### Task directions
Render each line of the records below as one string in a JSON array, leaving out any blank lines.

### Input data
··········

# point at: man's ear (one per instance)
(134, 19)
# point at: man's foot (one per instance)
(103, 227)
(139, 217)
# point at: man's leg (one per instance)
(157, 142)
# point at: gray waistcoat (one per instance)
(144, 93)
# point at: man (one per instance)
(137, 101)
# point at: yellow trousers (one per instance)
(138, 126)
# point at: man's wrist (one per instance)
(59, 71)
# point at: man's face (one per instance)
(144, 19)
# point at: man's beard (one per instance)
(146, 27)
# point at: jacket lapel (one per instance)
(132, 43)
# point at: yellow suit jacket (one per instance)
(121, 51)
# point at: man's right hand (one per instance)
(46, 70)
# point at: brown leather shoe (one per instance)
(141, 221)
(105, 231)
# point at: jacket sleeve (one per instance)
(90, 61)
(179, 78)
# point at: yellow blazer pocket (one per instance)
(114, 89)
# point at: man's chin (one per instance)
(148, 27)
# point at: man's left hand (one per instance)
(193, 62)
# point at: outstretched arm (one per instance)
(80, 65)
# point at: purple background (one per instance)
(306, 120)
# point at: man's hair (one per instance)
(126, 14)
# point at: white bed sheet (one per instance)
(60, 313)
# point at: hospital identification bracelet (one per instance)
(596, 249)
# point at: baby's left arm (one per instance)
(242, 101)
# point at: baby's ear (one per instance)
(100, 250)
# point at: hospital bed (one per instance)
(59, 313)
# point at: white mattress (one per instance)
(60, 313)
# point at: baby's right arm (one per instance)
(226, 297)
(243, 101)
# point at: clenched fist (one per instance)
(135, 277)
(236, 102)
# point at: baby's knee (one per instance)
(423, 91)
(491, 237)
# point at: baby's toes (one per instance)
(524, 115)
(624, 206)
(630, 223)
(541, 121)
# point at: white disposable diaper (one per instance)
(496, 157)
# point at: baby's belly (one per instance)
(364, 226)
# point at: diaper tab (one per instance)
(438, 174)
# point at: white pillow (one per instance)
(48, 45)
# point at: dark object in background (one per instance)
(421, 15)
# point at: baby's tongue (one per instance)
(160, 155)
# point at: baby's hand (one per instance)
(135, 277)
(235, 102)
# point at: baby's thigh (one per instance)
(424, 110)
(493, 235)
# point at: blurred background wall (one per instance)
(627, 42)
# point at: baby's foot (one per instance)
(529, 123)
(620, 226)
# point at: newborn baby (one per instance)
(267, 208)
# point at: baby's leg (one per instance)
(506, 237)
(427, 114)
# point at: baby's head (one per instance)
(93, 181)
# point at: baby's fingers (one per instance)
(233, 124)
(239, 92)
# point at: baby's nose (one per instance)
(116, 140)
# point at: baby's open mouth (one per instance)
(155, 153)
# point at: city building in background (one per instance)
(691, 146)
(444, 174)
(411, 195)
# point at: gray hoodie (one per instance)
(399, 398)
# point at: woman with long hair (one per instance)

··········

### Answer to the problem
[
  "# point at: man's ear (one per instance)",
  "(134, 19)",
  "# point at: man's foot (one per instance)",
  "(103, 227)",
  "(139, 217)",
  "# point at: man's leg (one per instance)",
  "(157, 142)",
  "# point at: gray waistcoat (one per instance)",
  "(144, 93)",
  "# point at: man (one per instance)",
  "(137, 101)",
  "# point at: yellow trousers (one per instance)",
  "(138, 126)",
  "# point at: man's wrist (one per instance)",
  "(59, 71)",
  "# point at: man's face (one per instance)",
  "(144, 19)",
  "# point at: man's beard (one per instance)",
  "(146, 27)",
  "# point at: jacket lapel (one per instance)",
  "(132, 43)",
  "# point at: yellow suit jacket (one per instance)",
  "(121, 51)",
  "# point at: man's right hand (one per instance)",
  "(46, 70)",
  "# point at: brown leather shoe (one per instance)",
  "(141, 221)",
  "(105, 231)",
  "# point at: jacket sleeve (one per instance)",
  "(90, 61)",
  "(179, 78)",
  "# point at: yellow blazer pocket (one per instance)",
  "(114, 89)",
  "# point at: man's chin (one per instance)",
  "(148, 27)",
  "# point at: man's left hand (one per instance)",
  "(193, 62)",
  "# point at: outstretched arm (one per instance)",
  "(80, 65)",
  "# point at: purple background (one per instance)",
  "(306, 120)",
  "# point at: man's hair (one per instance)",
  "(126, 14)",
  "# point at: white bed sheet (one per instance)",
  "(60, 313)",
  "# point at: hospital identification bracelet (one per instance)",
  "(596, 249)",
  "# point at: baby's left arm (one per instance)",
  "(242, 101)",
  "# point at: baby's ear (one per instance)",
  "(100, 250)",
  "# point at: hospital bed (one per instance)",
  "(59, 313)",
  "# point at: white mattress (one per instance)",
  "(60, 313)",
  "# point at: baby's right arm (one per instance)",
  "(226, 297)",
  "(243, 101)",
  "# point at: clenched fist (one per instance)",
  "(135, 277)",
  "(236, 102)",
  "# point at: baby's knee (one per instance)",
  "(423, 91)",
  "(491, 237)",
  "# point at: baby's toes (one per instance)",
  "(524, 115)",
  "(624, 206)",
  "(630, 223)",
  "(541, 121)",
  "# point at: white disposable diaper (one per instance)",
  "(496, 157)",
  "# point at: baby's belly (one per instance)",
  "(364, 226)",
  "# point at: diaper tab (one per instance)",
  "(438, 174)",
  "# point at: white pillow (one per instance)",
  "(48, 45)",
  "# point at: dark object in background (one per instance)",
  "(421, 15)",
  "# point at: baby's tongue (one per instance)",
  "(160, 155)",
  "# point at: baby's hand (one per instance)",
  "(135, 277)",
  "(235, 102)",
  "# point at: baby's thigh (one per instance)",
  "(424, 110)",
  "(493, 235)",
  "# point at: blurred background wall (one per instance)",
  "(627, 42)",
  "# point at: baby's foot (one per instance)",
  "(529, 123)",
  "(620, 226)",
  "# point at: newborn baby (one per instance)",
  "(267, 208)",
  "# point at: baby's leg (one per instance)",
  "(506, 237)",
  "(427, 114)",
  "# point at: baby's head (one per instance)",
  "(93, 181)",
  "# point at: baby's fingers (one per instance)",
  "(233, 124)",
  "(239, 92)",
  "# point at: baby's nose (one per instance)",
  "(116, 140)",
  "# point at: baby's open mouth (one per instance)",
  "(155, 153)",
  "# point at: city building in background (one per instance)",
  "(691, 146)",
  "(444, 174)",
  "(411, 195)",
  "# point at: gray hoodie (one per instance)",
  "(399, 398)",
  "# point at: woman with long hair (one per instance)"
]